Of course, there’s more to Lawrence’s low-key makeover than meets the eye.
Over a decade ago, Lawrence’s celebrity was solidified as the ultimate Hollywood cool girl: her relatability, embarrassing screwups and perceived humility made her a pop culture sweetheart. In a series of essays, writer Anne Helen Petersen compared Lawrence to the antihero of Gillian Flynn’s thriller “Gone Girl,” who is defined in what’s become an iconic passage:
“Being the Cool Girl means I am a hot, brilliant, funny woman who adores football, poker, dirty jokes, and burping, who plays video games, drinks cheap beer, loves threesomes and anal sex, and jams hot dogs and hamburgers into her mouth like she’s hosting the world’s biggest culinary gang bang while somehow maintaining a size 2, because Cool Girls are above all hot.”
Lawrence became a Dior ambassador in 2012, around the time designer Raf Simons took over the brand’s womenswear, which added to that cool girl reputation: she tripped over her gown hems – twice! – and yukked it up on red carpets in Simons’s strange but pure designs. I’m just the hot goofball in the zillion dollar couture gown, her style seemed to say.
As she returns to the spotlight, Lawrence has spoken at length about, if not abandoning that persona, then downplaying it. She is still self-deprecating and loose – she told the New Yorker about getting a breast augmentation, then said she hasn’t gotten the deep plane facelift popular among celebrities but, “believe me, I’m gonna!” But she is often accompanied by a publicist, rather than plunking down with a reporter and demanding a beer and fries. She describes her former interviews as “cringe,” and the person she sees in those interviews from a decade ago as “annoying.”
Now she seems to have been enveloped in another cool girl persona. On social media, this era’s cool girl is defined not by men but by women: an elusive figure drenched in the minimalist mythology of Carolyn Bessette Kennedy and tastemakers like Lauren Santo Domingo, drawn to cashmere sweaters and Elsa Peretti jewelry and big beige robe coats. Incidentally, today’s cool girl isn’t necessarily known for talking; scant interviews with Bessette Kennedy even exist. All over Substack are cool girl guides – to Valentine’s Day, to effortless style, to brooches, to fall, to burnout and stress. (Glad to know there’s a chic way to crash out!)
Lawrence has worn a number of pieces coveted by such women: High Sport pants, Yaser Shaw scarves, rare coats by The Row, Rothys clogs, and Paloma Wool skirt-pants. “Her clothing is a lot of the same clothing that all of these women are already wearing,” said Ogunnaike. “It’s like, ‘You, the celebrity, are confirming that my style is good.’”
Is it a trap, or liberation? Ogunnaike sees it as the latter. “She’s gone through the Hollywood cycle where, maybe she’s not getting to show her true personality in the way that she did when she was a little younger, and she was tripping up the steps and that sort of thing. It seems like her fashion is reflecting the fun, kooky side of her a bit more,” she said. In other words, like Princess Diana or Bessette Kennedy, the clothes show the personality that Lawrence now prefers to keep more to herself.
And the shift may also reflect her priorities as a performer. She talks about herself as an artist, rather than a celebrity. In the years since the peak of her fame, has married a gallerist and had two children, which has also helped her craft a more private life and reputation. “It’s a very grown-up style. These are outfits you would wear to a parent-teacher conference or a 5:30 drink with a friend,” said Veurink. “It’s not the Sabrina Carpenter pop star girly thing.”

#### INFORMATION PROVIDED:
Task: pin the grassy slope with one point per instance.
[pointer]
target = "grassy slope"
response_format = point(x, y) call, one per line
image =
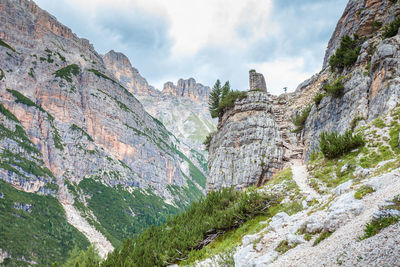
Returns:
point(42, 235)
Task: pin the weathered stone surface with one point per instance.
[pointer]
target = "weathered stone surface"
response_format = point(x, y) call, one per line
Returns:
point(188, 89)
point(246, 150)
point(183, 109)
point(257, 81)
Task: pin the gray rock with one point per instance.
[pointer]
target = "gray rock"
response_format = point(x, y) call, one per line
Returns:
point(23, 206)
point(279, 221)
point(391, 213)
point(246, 150)
point(344, 208)
point(342, 188)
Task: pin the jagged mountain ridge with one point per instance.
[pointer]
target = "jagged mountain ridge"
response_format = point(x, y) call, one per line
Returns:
point(182, 108)
point(70, 129)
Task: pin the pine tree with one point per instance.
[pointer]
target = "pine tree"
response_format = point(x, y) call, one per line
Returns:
point(225, 90)
point(215, 99)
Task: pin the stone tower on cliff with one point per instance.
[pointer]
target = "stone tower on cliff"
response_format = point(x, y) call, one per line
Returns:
point(257, 81)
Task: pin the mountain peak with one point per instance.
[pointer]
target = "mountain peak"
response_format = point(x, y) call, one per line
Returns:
point(188, 89)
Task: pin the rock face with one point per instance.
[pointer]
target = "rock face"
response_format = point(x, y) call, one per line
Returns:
point(257, 81)
point(183, 109)
point(371, 86)
point(188, 89)
point(247, 149)
point(68, 121)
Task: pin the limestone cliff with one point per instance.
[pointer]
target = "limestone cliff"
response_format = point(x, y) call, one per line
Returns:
point(182, 108)
point(247, 148)
point(71, 129)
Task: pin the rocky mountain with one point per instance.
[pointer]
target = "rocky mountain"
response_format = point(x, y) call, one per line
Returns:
point(182, 108)
point(341, 210)
point(90, 164)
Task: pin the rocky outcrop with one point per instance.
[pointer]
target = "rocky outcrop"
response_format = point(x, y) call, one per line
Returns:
point(257, 81)
point(66, 118)
point(247, 149)
point(188, 89)
point(128, 76)
point(371, 86)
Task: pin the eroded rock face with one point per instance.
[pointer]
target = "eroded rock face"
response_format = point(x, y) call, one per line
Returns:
point(371, 86)
point(188, 89)
point(257, 81)
point(183, 109)
point(247, 149)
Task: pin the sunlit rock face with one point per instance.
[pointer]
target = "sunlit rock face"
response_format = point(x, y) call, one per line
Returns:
point(247, 149)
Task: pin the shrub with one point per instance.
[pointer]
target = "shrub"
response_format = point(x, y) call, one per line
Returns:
point(391, 29)
point(207, 141)
point(324, 235)
point(172, 242)
point(363, 191)
point(335, 88)
point(318, 98)
point(334, 145)
point(347, 53)
point(300, 119)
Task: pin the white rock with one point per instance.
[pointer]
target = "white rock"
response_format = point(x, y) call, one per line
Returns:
point(294, 239)
point(342, 188)
point(278, 221)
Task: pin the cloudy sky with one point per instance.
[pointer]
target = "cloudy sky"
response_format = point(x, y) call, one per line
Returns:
point(208, 39)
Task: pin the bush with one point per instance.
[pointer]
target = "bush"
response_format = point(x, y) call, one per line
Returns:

#### WORK TO COMPLETE:
a - From the Lawrence article, list every piece of clothing or accessory it says Lawrence has worn in the sentence that begins "Lawrence has worn a number of pieces".
b - Reproduce the passage of the Lawrence article between "Lawrence has worn" and "more to herself.", inclusive.
The entries were taken from a different source than the Lawrence article.

#### LIST OF SOLUTIONS:
a -
- High Sport pants
- Yaser Shaw scarves
- Rare coats by The Row
- Rothys clogs
- Paloma Wool skirt-pants

b -
Lawrence has worn a number of pieces coveted by such women: High Sport pants, Yaser Shaw scarves, rare coats by The Row, Rothys clogs, and Paloma Wool skirt-pants. “Her clothing is a lot of the same clothing that all of these women are already wearing,” said Ogunnaike. “It’s like, ‘You, the celebrity, are confirming that my style is good.’”
Is it a trap, or liberation? Ogunnaike sees it as the latter. “She’s gone through the Hollywood cycle where, maybe she’s not getting to show her true personality in the way that she did when she was a little younger, and she was tripping up the steps and that sort of thing. It seems like her fashion is reflecting the fun, kooky side of her a bit more,” she said. In other words, like Princess Diana or Bessette Kennedy, the clothes show the personality that Lawrence now prefers to keep more to herself.